## Set exercise
Write out the lines word for word, starting with the line that contains "Now, locate where power" and continuing through the line that contains "Now, locate where tree", including both.

## Excerpts of bounding box data
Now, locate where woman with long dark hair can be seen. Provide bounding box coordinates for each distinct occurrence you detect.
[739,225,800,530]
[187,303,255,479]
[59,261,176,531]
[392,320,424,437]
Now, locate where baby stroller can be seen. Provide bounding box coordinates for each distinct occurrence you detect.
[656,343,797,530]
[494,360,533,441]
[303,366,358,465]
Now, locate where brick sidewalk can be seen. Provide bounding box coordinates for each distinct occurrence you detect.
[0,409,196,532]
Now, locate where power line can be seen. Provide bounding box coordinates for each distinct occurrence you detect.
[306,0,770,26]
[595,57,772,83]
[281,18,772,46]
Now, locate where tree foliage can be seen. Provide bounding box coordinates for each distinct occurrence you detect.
---
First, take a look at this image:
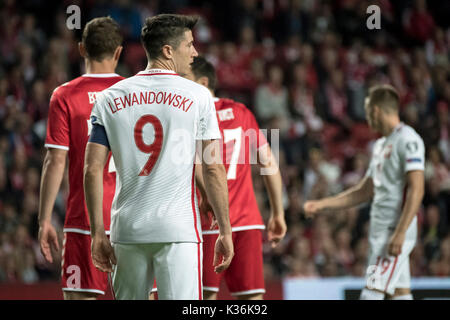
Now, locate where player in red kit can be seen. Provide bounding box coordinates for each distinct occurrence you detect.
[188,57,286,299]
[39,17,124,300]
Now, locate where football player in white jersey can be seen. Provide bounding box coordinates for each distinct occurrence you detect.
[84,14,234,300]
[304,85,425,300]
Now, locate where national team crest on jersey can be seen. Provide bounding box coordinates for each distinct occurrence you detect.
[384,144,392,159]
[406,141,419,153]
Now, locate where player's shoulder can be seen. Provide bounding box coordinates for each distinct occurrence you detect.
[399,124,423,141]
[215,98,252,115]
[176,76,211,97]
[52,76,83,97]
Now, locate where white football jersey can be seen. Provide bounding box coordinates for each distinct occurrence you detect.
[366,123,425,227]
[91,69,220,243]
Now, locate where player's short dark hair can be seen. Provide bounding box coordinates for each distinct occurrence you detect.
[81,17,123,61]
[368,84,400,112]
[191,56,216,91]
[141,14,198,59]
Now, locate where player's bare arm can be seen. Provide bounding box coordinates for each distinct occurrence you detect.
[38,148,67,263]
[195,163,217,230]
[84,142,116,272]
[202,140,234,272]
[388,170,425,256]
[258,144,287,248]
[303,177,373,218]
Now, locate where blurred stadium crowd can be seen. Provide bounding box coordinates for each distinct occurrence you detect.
* * *
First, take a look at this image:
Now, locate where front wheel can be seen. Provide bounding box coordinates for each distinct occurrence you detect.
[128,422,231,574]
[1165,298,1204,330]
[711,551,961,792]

## Complete response
Now, locate where power line can be seen. Provide bounding box coordinates for each distinct occurrence you detect.
[306,0,770,26]
[595,57,772,83]
[281,18,772,46]
Now, locate where tree foliage can be seen. Provide bounding box coordinates for each distinct occurrence you detect.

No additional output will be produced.